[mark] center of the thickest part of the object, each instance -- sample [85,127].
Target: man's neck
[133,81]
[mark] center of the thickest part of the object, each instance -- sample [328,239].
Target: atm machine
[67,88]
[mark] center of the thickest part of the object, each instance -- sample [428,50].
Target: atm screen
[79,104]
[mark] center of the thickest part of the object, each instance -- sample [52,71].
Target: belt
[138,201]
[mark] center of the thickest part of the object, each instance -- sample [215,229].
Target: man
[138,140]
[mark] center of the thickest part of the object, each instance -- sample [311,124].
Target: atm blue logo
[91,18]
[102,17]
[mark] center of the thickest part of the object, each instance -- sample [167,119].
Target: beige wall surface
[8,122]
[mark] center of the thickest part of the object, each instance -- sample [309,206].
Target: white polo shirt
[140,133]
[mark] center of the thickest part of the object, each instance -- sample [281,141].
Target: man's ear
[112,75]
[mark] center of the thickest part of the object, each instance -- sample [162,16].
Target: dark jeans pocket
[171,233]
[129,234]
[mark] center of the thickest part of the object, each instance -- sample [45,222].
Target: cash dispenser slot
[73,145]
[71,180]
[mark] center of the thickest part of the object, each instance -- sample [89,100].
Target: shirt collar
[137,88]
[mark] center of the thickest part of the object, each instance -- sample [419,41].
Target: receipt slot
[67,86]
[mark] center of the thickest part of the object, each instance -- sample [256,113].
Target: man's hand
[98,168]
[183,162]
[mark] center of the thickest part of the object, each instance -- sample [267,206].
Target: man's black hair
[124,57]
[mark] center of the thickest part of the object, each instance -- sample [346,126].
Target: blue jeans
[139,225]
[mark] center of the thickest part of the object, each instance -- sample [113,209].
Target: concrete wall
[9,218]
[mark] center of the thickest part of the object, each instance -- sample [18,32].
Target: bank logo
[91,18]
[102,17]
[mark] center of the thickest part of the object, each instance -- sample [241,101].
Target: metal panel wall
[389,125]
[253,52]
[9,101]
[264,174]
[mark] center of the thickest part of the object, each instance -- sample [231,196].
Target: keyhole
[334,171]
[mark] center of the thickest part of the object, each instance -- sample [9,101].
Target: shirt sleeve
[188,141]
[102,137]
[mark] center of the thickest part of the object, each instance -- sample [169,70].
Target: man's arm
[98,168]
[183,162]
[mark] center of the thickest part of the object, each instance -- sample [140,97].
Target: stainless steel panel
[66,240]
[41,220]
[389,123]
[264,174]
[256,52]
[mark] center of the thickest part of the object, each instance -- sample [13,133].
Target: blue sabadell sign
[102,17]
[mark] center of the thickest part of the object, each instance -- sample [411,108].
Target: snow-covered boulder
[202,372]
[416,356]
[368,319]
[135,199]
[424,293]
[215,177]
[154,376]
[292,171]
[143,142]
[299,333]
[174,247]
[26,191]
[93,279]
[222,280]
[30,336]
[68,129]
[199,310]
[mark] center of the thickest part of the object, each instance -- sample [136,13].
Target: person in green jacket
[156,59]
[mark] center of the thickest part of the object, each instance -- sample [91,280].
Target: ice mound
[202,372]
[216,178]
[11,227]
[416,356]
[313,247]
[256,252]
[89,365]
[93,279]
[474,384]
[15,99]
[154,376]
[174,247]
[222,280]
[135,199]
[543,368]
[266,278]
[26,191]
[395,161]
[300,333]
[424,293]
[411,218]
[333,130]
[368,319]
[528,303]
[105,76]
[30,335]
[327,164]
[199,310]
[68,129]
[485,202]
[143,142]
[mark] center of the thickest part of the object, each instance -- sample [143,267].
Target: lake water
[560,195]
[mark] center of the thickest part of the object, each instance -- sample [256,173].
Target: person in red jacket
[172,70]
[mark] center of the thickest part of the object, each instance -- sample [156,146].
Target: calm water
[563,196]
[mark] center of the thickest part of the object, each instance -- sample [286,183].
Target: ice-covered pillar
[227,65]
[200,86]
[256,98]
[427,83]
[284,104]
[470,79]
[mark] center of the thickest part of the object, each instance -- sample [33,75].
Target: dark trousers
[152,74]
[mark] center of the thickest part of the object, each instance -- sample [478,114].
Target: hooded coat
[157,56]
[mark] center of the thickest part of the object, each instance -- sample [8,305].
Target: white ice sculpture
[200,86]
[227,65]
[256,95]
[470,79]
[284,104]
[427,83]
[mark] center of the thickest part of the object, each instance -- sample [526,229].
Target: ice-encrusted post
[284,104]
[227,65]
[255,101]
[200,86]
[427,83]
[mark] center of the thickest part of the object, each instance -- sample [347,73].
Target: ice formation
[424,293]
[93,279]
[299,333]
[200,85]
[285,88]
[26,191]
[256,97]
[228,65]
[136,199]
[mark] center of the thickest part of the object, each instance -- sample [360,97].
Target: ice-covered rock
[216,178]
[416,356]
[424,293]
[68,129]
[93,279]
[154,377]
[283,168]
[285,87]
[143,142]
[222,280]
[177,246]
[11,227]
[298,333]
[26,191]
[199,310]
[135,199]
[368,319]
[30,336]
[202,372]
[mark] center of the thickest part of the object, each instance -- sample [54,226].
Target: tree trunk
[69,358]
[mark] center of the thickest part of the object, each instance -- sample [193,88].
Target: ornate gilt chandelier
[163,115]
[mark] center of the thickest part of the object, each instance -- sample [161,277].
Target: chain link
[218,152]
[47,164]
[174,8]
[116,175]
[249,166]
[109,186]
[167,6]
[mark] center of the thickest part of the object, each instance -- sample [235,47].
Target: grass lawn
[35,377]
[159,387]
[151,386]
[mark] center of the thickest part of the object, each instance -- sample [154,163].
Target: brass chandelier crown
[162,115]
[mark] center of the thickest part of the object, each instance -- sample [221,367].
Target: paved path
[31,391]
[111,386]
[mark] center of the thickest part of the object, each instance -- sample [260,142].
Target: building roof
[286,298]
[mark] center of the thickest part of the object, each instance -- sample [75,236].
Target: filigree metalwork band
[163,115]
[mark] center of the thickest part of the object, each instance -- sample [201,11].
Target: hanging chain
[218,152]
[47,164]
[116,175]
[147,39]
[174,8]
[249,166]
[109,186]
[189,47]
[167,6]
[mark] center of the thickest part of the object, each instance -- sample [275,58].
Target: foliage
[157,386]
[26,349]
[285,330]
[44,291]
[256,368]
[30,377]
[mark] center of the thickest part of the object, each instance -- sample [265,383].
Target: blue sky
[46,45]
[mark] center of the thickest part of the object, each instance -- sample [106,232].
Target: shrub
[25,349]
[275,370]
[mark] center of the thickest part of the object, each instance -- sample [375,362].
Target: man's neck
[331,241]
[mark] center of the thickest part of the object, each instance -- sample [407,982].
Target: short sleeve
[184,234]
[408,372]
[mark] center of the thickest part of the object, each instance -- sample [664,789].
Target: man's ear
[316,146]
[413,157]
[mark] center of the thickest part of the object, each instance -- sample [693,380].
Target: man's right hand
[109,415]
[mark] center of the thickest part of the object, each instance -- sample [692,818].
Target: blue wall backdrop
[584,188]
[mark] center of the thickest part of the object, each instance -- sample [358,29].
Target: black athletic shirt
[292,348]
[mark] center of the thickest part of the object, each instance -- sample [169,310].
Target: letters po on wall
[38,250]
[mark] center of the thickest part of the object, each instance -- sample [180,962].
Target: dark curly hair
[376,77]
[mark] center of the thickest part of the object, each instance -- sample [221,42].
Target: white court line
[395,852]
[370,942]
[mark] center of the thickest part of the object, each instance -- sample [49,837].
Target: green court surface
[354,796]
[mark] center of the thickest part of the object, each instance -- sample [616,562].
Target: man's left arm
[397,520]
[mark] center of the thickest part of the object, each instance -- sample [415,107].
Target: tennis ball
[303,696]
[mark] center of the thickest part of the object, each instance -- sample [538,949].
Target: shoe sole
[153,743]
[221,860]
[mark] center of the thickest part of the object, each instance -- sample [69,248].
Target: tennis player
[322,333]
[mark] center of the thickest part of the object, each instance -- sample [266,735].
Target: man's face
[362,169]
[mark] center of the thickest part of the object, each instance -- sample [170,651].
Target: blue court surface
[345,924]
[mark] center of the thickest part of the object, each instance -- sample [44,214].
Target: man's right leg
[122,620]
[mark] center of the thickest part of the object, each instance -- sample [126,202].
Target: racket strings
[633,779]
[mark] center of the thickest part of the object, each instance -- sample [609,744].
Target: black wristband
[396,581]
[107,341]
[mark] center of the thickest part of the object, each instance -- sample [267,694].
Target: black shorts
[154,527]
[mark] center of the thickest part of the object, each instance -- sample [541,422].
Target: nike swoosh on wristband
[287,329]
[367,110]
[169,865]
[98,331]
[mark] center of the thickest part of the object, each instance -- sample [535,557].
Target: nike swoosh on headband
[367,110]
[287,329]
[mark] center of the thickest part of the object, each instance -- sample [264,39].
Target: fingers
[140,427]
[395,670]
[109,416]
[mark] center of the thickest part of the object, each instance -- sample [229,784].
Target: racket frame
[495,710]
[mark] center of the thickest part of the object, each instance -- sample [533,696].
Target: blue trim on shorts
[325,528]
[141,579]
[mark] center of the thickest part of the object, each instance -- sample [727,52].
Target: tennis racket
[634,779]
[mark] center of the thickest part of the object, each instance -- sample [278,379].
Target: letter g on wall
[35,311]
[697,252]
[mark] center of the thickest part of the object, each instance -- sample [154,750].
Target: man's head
__________________________________________________
▸ **Aim**: Send back exactly the lines from the line with "-- sample [541,422]." through the end of the records.

▸ **Output below**:
[mark] center of the thickest part of the object, each instance -- sample [541,422].
Target: nike swoosh on wristband
[287,329]
[367,110]
[169,865]
[98,331]
[mark] center of the thickest part of the object, each instance -- sample [535,557].
Target: nike swoosh on headband
[367,110]
[287,329]
[mark] center of the thickest part of the object, each instance -- sample [264,39].
Target: fingers
[140,427]
[395,670]
[109,416]
[mark] center of the thickest part of the object, each instance -- sample [229,784].
Target: racket frame
[495,710]
[mark] center of the thickest part of the object, each instance -- sample [533,696].
Target: blue trim on shorts
[325,528]
[141,579]
[mark] center of the thickest part of the object, each instance -- sample [727,52].
Target: tennis racket
[634,779]
[mark] center of the thickest part of the object, each instance -- sample [278,379].
Target: letter g on wall
[35,311]
[697,252]
[mark] center of the thickest part of the object, each instance -- sample [154,750].
Target: man's head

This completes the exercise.